• _À COMPLÉTER_
A. Recopiez le passage de l'extrait compris entre « Tandis que nous » et « gouverner le pays. », ces deux bornes incluses.
B. Indiquez, s'il vous plaît, à quoi le système de simplification et de détente fiscale annoncé dans l'extrait demandera de nouvelles ressources.

• _EXTRAIT DU TEXTE_

----

À bref délai, nous vous saisirons ensuite d’un large système de simplification el de détente fiscale, soulageant la production et le commerce, ne demandant de nouvelles ressources qu’à la contribution de la richesse acquise, à la répression de la fraude, et surtout à la reprise de l’activité générale. (Applaudissements à l’extrême gauche et à gauche.)

Tandis que nous nous efforcerons ainsi, en pleine collaboration avec vous, de ranimer l’économie française, de résorber le chômage, d’accroître la masse des revenus consommables, de fournir un peu de bien-être et de sécurité à tous ceux qui créent, par leur travail, la véritable richesse (Applaudissements à l’extrême gauche et sur divers bancs à gauche), nous aurons à gouverner le pays.

Nous gouvernerons en républicains. Nous assurerons l’ordre républicain. (Applaudissements.) Nous appliquerons avec une tranquille fermeté les lois de défense républicaine. (Applaudissements à l’extrême gauche et à gauche.) Nous montrerons que nous entendons animer toutes les administrations et tous les services publics de l’esprit républicain. (Vifs applaudissements à l’extrême gauche, à gauche et sur divers bancs au centre.) Si les institutions démocratiques étaient attaquées, nous en assurerions le respect inviolable avec une vigueur proportionnée aux menaces ou aux résistances. (Nouveaux applaudissements sur les mêmes bancs. – Interruptions à droite.)

[…]

Nous avons l’ardent désir que les premiers résultats des mesures que nous allons mettre en œuvre avec votre collaboration se fassent promptement sentir.

----

• _DONNÉES EXTRAITES_
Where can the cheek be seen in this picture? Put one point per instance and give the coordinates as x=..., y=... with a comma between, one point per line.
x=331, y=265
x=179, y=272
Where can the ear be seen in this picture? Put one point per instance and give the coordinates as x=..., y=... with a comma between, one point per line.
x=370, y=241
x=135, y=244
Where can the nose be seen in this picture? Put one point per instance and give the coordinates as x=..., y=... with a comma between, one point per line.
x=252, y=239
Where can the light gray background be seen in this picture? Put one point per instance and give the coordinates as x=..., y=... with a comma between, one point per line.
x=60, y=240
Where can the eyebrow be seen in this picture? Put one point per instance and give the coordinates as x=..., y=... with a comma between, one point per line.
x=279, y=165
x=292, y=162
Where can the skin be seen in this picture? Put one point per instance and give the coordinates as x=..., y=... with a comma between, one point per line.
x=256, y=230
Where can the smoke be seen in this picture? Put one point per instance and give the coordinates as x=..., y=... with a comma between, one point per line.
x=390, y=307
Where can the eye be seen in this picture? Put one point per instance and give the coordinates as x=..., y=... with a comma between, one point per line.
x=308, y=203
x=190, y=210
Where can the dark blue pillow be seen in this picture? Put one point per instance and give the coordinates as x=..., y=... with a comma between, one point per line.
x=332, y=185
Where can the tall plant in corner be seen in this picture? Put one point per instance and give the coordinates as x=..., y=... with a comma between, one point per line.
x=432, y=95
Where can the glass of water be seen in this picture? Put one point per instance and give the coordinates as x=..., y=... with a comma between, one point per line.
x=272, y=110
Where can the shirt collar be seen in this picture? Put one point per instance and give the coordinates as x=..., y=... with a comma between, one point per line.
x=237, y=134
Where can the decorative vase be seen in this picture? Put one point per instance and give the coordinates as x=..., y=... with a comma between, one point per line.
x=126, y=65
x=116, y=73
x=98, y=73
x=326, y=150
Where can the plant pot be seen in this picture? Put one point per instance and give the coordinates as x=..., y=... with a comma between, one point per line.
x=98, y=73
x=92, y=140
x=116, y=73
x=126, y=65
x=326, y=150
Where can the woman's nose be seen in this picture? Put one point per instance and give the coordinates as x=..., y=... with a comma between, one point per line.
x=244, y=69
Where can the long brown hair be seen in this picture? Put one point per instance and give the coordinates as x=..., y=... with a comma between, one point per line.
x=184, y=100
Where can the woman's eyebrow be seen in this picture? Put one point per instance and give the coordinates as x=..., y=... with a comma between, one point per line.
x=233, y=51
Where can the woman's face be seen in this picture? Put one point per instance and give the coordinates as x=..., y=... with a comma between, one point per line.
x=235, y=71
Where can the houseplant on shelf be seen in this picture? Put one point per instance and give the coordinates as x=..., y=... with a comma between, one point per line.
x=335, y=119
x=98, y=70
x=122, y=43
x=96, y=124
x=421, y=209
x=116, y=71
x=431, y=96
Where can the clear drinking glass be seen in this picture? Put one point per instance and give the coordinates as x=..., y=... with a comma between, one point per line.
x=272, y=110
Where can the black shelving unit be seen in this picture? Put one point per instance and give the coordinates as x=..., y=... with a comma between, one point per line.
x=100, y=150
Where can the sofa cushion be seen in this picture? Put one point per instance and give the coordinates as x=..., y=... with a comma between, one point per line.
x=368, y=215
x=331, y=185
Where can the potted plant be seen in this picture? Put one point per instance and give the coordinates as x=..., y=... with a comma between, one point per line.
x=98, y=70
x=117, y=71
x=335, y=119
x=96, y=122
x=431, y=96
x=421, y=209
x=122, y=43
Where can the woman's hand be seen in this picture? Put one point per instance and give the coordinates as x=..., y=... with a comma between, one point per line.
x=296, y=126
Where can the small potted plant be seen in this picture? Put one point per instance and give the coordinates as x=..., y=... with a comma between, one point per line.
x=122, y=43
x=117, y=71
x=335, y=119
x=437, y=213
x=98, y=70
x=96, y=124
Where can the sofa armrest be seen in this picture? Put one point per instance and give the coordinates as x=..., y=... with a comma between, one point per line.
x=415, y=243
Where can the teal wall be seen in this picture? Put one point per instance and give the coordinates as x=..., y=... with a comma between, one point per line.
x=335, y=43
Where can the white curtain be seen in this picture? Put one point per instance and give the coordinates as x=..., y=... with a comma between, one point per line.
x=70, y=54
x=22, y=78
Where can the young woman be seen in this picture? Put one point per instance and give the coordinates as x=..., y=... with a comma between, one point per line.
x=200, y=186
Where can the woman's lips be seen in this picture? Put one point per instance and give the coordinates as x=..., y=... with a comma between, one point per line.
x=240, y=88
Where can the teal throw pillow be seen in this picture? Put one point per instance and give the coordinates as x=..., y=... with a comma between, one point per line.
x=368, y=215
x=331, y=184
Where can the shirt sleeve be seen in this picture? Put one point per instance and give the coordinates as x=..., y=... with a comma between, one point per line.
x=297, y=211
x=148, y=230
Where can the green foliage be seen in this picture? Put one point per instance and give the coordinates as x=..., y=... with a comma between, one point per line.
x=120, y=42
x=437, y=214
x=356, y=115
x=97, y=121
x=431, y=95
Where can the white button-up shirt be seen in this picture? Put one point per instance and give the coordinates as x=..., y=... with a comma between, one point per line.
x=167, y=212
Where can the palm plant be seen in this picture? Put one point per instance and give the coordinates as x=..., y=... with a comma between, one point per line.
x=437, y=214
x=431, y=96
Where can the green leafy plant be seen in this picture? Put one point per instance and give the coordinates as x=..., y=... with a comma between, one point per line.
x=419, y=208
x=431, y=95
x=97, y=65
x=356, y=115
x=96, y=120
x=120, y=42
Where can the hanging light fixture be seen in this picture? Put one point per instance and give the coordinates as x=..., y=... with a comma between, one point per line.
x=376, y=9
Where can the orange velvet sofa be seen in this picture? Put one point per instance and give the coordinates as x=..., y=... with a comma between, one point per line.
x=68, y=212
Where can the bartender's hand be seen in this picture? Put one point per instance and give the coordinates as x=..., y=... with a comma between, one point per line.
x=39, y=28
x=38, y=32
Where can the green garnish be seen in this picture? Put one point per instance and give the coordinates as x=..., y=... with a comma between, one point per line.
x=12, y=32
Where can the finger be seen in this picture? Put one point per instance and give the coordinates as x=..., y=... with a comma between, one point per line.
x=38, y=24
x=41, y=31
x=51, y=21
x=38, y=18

----

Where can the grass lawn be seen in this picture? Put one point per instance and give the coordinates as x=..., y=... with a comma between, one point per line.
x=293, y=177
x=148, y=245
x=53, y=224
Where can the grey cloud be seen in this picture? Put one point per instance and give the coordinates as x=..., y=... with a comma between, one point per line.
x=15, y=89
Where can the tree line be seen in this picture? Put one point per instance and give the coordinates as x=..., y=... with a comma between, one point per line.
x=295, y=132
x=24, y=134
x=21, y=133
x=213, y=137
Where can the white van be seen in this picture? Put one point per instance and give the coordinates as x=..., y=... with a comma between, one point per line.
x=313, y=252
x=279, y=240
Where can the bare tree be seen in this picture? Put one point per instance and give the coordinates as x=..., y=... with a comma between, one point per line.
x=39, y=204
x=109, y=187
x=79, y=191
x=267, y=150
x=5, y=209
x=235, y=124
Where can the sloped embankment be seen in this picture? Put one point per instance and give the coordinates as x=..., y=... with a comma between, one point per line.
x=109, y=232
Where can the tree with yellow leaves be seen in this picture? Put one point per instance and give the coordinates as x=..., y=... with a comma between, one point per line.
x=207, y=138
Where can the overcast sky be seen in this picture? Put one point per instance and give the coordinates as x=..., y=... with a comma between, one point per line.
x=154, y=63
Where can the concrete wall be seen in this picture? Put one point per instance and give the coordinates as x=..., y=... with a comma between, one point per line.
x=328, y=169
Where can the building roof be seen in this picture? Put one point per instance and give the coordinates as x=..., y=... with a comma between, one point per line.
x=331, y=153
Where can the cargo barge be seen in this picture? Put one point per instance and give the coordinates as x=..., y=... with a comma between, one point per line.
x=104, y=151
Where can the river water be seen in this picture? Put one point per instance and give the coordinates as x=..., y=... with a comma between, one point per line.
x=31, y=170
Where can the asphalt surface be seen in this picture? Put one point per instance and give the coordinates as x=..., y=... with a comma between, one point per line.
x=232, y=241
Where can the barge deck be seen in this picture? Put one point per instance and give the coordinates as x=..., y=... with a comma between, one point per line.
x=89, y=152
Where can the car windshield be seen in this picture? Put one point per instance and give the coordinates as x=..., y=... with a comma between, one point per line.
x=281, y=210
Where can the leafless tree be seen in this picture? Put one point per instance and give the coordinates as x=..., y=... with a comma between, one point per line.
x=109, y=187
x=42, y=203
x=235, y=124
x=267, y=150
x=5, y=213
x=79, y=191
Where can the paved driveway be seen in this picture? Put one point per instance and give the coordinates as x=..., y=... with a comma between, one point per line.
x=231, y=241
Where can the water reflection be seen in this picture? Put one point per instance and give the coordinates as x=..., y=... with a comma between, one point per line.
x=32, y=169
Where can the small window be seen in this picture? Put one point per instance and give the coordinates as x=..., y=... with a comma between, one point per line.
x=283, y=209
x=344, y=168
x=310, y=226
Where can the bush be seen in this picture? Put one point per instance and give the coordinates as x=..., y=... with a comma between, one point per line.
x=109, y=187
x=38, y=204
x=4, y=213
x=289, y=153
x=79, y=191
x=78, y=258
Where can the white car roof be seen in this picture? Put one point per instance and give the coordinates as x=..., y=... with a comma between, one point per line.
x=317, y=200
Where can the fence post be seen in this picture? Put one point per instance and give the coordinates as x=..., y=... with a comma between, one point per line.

----

• _RÉPONSES_
A.
Tandis que nous nous efforcerons ainsi, en pleine collaboration avec vous, de ranimer l’économie française, de résorber le chômage, d’accroître la masse des revenus consommables, de fournir un peu de bien-être et de sécurité à tous ceux qui créent, par leur travail, la véritable richesse (Applaudissements à l’extrême gauche et sur divers bancs à gauche), nous aurons à gouverner le pays.

B. À la contribution de la richesse acquise, à la répression de la fraude et surtout à la reprise de l'activité générale.